Consigna 1: Copia del texto sobre los Ramones el fragmento que comienza en "La explicación está" y sigue hasta "podía pasar inadvertido.".
Consigna 2: Según el texto sobre los Ramones, ¿qué problema de salud tenía Joey la noche del primer show del grupo en Obras?
Consigna 3: Retoma el texto sobre los Ramones y continúalo a partir del punto en que se detiene.

Texto dado:

----------

Ahora bien: ¿por qué los Ramones fueron tan grandes aquí?
La explicación está condensada en el primerísimo
show del grupo en Obras, en el lejano 1987, cuando todavía eran
“de culto” y frente a una platea en la que Fito Páez
fue golpeado por un grupo de intolerantes y Luca Prodan mirado como un
colado, un tipo de otro palo. Esa noche no importó que Joey tuviera
una gripe que apenas lo dejaba respirar: el público argentino tuvo
su primera dosis de uno de los shows más adrenalínicos sobre
la tierra, y ya no pudo dejar el hábito, como lo prueba la progresión
matemática de años y cantidad de shows por visita. No es
tan extraño. En esta tierra donde el rock más sanguíneo
encuentra los seguidores más fieles, un show como el de los Ramones
no podía pasar inadvertido.
Nunca tocaron más de setenta minutos, y nunca bajaron de las 27
canciones: un show Ramone era una descarga ultrafuriosa de electricidad
y potencia, apenas punteada por el “one, two, three, four” de
rigor, introducción a himnos de batalla como “I wanna be sedated”,
“Now I wanna sniff some glue”, “Sheena is a punk rocker”

----------

Datos de origen:
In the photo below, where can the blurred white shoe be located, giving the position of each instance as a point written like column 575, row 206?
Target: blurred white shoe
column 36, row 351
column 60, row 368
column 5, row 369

----------

Tu respuesta 1:
La explicación está condensada en el primerísimo
show del grupo en Obras, en el lejano 1987, cuando todavía eran
“de culto” y frente a una platea en la que Fito Páez
fue golpeado por un grupo de intolerantes y Luca Prodan mirado como un
colado, un tipo de otro palo. Esa noche no importó que Joey tuviera
una gripe que apenas lo dejaba respirar: el público argentino tuvo
su primera dosis de uno de los shows más adrenalínicos sobre
la tierra, y ya no pudo dejar el hábito, como lo prueba la progresión
matemática de años y cantidad de shows por visita. No es
tan extraño. En esta tierra donde el rock más sanguíneo
encuentra los seguidores más fieles, un show como el de los Ramones
no podía pasar inadvertido.

Tu respuesta 2: Tenía una gripe que apenas lo dejaba respirar.

Tu respuesta 3:
y “Pet Semetary”. Joey era un gigante inmóvil de voz
destrozada, y Johnny una máquina de disparar riffs cavernícolas,
y Dee Dee y Ritchie (luego reemplazados por CJ y Marky) eran una base
atronadora que se encargaba de mantener el vapor a toda presión.
Suficiente, y más que eso, para darle pasto a los pogos más
impactantes que se hayan visto en el estadio de Avenida del Libertador,
que para Ramones terminó siendo tan significativo como el CBGB
de sus comienzos. Aun en sus peores shows (el del ‘94 en Vélez,
incluso el de la despedida de Adiós amigos), Ramones le dio al
público local aquello que es inasible, pero resulta el mejor certificado
de popularidad y buen status rockero: aguante. Y un aguante bien ruidoso.